A research program is not a sequence of documents. It is a repository. Papers are not the research — they are renders of the research at specific points on its timeline, shared with the scientific community so findings can be confirmed and knowledge can accumulate.
Paper Repo defines a protocol for managing scientific research as version-controlled repositories. The protocol optimizes the knowledge production process, not the paper. Individual papers are tagged releases — frozen snapshots forked to journals for community review — with automated compliance gates, attributed reviewer commits, and provenance chains that make the full research lifecycle machine-readable.
| Level | Meaning |
|---|---|
| Research program | Repository — the single source of truth, evolving over time |
| Paper | Render of the research at a point on its timeline — a frozen snapshot, a communication event |
| Fork | Sharing that render with a journal for confirmation |
| Publication | Merge — the community's confirmation that the findings join the shared knowledge base |
This maps onto the same rendering problem pattern that appears across domains: a specification is rendered into an expression, which is then evaluated by observers. In SBT: brand specification → signals → perception cloud. In OST: organizational schema → operations → performance metrics. In Paper Repo: research repository → paper → community evaluation (peer review). Same structure, different substrates.
Scientific publishing routes knowledge production through administrative checkpoints: formatting manuscripts, uploading to portals, manually blinding, re-reviewing papers rejected elsewhere. These activities consume editorial and author labor without creating knowledge.
The root cause: the system treats a paper as a static document (a PDF) rather than a living repository with history, contributors, branches, and provenance.
| Feature | What it does |
|---|---|
| Research repository | Every research program is a Git repo; papers are tagged releases with structured metadata (paper.yaml, CONTRIBUTORS.yaml, PROVENANCE.yaml) |
| Fork-based submission | A fork request to a journal creates a frozen, cryptographically linked fork |
| Compliance gate | Journal publishes journal_spec.yaml; validator checks compliance before fork request is processed |
| Blinding as function | Reviewer anonymization is automated per journal config, not manual |
| Reviewer attribution | Reviews are typed commits on branches — creating portable reviewer portfolios |
| Provenance by design | Every fork is irrevocably recorded; dual submission becomes structurally detectable |
| Collections as users | Journals, preprint servers, archives are collection users who curate forks |
| Hybrid submission | Git-linked submission coexists with traditional upload (like ORCID linking) |
| Federation | No central platform — any institution runs its own server |
A compliant paper repository:
paper/
paper.md # Manuscript source (Markdown, LaTeX, or Quarto)
paper.yaml # Claims, methods, falsification conditions (Paper Spec)
CONTRIBUTORS.yaml # Contributor roles verified against commit history
PROVENANCE.yaml # Fork history, submission records
DATA_MANIFEST.yaml # Links to external data archives (DOI + checksum)

#####

> _Actions to take_:
1) Duplicate the Paper Repo overview verbatim, from "The root cause: the" up to and including "branches, and provenance.".
2) According to the Paper Repo overview, what file does a journal publish so that a validator can check compliance before a fork request is processed?

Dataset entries
#####

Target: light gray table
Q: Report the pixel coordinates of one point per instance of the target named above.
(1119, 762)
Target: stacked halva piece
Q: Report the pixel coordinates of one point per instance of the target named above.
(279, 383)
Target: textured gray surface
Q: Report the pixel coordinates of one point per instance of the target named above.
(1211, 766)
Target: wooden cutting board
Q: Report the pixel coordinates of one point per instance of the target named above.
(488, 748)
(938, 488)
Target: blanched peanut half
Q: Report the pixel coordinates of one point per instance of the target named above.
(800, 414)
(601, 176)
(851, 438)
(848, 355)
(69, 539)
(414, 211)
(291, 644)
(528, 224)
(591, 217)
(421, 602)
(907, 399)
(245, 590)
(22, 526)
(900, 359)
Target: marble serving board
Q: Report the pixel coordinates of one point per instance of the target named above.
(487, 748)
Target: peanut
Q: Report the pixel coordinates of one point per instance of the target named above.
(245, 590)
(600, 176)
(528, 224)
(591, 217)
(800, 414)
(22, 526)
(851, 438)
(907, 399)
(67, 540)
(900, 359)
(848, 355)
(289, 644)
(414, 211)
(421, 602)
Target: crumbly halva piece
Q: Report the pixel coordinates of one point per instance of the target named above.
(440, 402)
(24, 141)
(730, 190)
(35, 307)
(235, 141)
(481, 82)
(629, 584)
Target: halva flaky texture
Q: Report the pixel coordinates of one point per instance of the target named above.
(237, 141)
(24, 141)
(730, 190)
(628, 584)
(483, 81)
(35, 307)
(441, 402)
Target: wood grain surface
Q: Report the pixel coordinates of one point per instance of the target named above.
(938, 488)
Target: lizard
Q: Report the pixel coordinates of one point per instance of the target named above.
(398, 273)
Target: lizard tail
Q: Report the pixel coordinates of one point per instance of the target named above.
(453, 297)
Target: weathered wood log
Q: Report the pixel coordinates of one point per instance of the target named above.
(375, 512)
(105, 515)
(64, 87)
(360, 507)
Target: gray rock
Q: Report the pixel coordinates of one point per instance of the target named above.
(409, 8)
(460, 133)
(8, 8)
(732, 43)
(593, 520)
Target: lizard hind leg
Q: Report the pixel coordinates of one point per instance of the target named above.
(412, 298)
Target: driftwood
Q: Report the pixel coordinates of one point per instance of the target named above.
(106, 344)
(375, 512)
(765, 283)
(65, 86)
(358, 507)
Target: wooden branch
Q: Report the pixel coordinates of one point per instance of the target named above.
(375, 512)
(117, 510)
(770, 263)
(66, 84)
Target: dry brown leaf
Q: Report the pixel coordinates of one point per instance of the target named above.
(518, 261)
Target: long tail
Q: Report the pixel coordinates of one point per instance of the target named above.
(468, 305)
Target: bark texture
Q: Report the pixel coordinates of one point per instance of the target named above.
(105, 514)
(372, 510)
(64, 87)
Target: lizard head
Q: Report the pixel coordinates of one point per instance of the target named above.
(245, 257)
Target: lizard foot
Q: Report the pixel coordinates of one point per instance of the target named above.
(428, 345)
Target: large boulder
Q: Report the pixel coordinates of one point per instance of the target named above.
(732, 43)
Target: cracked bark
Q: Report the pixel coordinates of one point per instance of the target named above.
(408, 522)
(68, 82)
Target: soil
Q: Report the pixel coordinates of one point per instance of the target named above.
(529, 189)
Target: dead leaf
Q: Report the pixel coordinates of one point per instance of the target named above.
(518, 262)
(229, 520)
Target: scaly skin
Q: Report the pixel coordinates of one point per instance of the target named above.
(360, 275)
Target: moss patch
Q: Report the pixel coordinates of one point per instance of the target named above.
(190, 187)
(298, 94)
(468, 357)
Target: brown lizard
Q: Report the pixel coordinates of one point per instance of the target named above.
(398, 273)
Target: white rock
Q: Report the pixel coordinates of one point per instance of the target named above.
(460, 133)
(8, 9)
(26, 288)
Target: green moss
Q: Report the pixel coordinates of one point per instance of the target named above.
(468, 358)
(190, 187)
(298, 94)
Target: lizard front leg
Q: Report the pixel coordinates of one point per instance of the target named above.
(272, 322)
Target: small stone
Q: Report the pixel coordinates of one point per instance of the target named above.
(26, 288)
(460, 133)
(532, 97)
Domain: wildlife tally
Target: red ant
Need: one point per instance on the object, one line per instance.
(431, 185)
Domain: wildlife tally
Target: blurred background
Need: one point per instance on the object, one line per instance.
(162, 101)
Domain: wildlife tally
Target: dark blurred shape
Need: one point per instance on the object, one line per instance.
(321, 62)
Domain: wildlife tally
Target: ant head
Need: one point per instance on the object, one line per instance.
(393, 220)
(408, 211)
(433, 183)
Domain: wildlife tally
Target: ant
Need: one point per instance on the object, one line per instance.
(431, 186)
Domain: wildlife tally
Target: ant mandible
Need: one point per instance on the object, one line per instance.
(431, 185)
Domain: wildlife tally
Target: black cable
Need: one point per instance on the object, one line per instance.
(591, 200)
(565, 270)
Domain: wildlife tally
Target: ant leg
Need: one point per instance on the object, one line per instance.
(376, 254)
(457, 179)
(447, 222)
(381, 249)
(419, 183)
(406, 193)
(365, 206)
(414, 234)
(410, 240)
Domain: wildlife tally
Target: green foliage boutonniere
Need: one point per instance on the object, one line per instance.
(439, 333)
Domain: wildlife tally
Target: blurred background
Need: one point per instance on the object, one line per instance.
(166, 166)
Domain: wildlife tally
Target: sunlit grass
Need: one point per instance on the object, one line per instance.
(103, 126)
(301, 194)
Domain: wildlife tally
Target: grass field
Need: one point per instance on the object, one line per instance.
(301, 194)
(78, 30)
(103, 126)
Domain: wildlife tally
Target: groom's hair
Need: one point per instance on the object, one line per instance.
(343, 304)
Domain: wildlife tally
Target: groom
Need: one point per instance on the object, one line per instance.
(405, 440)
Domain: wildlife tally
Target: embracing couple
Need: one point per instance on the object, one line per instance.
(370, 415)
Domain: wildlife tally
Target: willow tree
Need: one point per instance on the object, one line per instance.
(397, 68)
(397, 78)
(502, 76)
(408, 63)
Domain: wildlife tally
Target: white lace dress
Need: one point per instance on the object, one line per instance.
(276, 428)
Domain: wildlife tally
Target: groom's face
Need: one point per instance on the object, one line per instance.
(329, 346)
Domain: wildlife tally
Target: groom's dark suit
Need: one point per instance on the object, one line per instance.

#####

> _Response list_:
1)
The root cause: the system treats a paper as a static document (a PDF) rather than a living repository with history, contributors, branches, and provenance.

2) journal_spec.yaml